• 課題一覧:
• a. 本文によると、母乳の成分と食物アレルギーの関連性についての研究は、どの催しで発表されますか。
• b. 本文の「母乳の成分と食物アレルギーの関連性研究が進む最新報告」を含む語句から書き始め、「で、成果が期待されています。」まで来たらそこで止めて、その間を一字一句変えずに書き写してください。
-------- 本文
母乳の成分と食物アレルギーの関連性研究が進む最新報告
近年、食物アレルギーの患者数は増加の一途を辿っています。その中で、新たに注目されているのが授乳期における母乳の成分とアレルギー発症の関連性です。雪印ビーンスターク株式会社と雪印メグミルク株式会社が共同で進めている研究が、2025年6月21日から開催される第24回新生児栄養フォーラムで発表されます。この研究は、母乳の成分がどのようにして食物アレルギーに影響を与えるかを明らかにしようとするもので、成果が期待されています。
----------------
-------- 記録データ
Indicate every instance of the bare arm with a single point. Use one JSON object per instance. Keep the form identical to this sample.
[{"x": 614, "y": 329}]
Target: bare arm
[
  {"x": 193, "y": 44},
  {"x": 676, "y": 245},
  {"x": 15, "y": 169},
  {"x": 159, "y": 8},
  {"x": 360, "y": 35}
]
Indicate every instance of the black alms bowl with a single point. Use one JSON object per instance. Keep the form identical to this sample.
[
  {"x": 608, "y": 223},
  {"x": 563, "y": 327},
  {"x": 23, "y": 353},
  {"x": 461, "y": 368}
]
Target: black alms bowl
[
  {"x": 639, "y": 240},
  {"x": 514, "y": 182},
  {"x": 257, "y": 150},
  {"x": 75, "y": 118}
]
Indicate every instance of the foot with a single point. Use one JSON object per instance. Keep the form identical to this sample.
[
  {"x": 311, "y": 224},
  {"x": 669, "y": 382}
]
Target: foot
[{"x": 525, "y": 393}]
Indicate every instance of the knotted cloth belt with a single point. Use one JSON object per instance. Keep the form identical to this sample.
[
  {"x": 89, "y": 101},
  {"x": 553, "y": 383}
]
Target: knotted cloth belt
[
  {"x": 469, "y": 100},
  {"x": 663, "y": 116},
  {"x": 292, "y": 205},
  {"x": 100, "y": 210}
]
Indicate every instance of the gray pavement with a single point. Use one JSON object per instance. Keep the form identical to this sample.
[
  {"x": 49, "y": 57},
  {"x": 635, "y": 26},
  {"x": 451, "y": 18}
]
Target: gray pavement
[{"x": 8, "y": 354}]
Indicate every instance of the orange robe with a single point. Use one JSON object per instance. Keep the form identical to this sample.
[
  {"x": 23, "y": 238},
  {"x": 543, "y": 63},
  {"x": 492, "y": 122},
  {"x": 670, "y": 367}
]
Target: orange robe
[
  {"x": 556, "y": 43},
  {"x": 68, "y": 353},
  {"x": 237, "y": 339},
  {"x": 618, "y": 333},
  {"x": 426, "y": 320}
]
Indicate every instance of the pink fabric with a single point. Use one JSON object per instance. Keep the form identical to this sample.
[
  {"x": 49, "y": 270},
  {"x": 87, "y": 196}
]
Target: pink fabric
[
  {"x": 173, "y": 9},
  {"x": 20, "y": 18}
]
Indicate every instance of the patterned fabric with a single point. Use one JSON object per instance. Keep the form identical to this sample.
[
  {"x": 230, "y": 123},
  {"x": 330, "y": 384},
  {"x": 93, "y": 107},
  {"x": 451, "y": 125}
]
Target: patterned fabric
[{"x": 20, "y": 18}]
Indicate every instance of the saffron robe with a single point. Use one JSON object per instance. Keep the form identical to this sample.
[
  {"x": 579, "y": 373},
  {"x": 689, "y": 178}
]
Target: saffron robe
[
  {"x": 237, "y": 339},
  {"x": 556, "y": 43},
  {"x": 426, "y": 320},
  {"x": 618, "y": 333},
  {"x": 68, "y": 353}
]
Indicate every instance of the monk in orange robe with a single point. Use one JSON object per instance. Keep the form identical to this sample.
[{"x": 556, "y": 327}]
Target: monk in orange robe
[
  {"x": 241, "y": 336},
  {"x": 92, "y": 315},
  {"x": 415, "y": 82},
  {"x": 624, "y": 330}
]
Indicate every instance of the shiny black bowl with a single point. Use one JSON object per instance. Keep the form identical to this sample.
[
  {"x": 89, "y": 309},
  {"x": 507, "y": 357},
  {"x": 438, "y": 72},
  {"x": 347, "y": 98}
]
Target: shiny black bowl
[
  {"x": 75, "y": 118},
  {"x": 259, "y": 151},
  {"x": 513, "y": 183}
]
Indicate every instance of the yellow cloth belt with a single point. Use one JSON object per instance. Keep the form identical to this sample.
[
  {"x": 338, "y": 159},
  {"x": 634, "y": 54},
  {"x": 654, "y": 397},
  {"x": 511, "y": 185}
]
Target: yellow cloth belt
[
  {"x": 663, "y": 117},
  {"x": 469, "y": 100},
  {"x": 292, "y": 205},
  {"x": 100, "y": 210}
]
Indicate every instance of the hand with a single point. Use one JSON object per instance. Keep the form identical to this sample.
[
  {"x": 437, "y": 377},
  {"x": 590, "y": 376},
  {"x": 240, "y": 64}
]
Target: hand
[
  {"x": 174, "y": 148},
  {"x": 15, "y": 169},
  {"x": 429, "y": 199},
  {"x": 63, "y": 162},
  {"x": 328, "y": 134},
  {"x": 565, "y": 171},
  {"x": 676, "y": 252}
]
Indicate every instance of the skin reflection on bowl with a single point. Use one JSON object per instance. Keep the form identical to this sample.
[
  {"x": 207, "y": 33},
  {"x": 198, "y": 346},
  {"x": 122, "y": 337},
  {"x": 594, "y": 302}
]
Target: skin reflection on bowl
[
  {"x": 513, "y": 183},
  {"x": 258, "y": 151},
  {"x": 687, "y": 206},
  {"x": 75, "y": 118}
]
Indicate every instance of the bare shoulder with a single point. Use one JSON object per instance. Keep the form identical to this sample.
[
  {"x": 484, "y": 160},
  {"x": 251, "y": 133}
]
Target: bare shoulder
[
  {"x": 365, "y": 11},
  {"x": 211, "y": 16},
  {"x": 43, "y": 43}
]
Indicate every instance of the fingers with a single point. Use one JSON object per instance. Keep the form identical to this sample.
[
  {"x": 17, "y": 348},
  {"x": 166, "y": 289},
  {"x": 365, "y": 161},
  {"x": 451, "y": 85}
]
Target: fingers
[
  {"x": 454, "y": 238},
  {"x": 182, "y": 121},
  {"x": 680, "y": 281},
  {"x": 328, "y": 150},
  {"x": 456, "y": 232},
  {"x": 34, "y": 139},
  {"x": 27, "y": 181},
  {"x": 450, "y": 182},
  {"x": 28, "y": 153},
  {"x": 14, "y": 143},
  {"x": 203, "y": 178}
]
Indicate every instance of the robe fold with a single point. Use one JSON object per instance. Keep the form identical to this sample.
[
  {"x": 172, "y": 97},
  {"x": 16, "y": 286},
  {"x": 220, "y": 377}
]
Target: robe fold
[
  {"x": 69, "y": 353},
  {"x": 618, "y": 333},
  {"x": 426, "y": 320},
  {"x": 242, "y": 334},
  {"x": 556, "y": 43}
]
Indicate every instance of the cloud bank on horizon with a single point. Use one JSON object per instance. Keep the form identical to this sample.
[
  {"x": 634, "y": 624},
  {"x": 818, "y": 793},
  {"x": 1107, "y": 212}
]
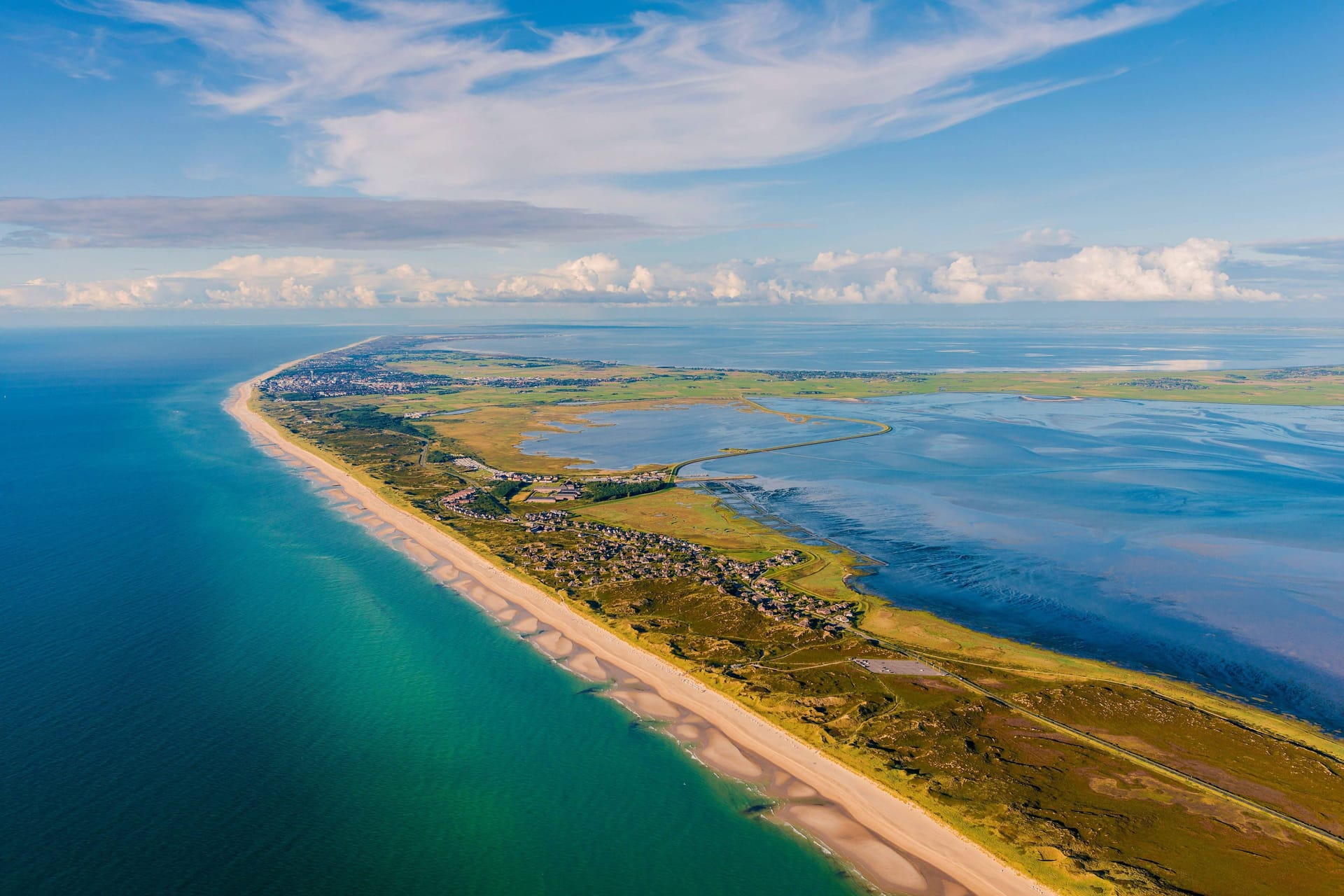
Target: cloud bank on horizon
----------------
• 課題ごとの解答:
• a. 2025年6月21日から開催される第24回新生児栄養フォーラムです。

• b.
母乳の成分と食物アレルギーの関連性研究が進む最新報告
近年、食物アレルギーの患者数は増加の一途を辿っています。その中で、新たに注目されているのが授乳期における母乳の成分とアレルギー発症の関連性です。雪印ビーンスターク株式会社と雪印メグミルク株式会社が共同で進めている研究が、2025年6月21日から開催される第24回新生児栄養フォーラムで発表されます。この研究は、母乳の成分がどのようにして食物アレルギーに影響を与えるかを明らかにしようとするもので、成果が期待されています。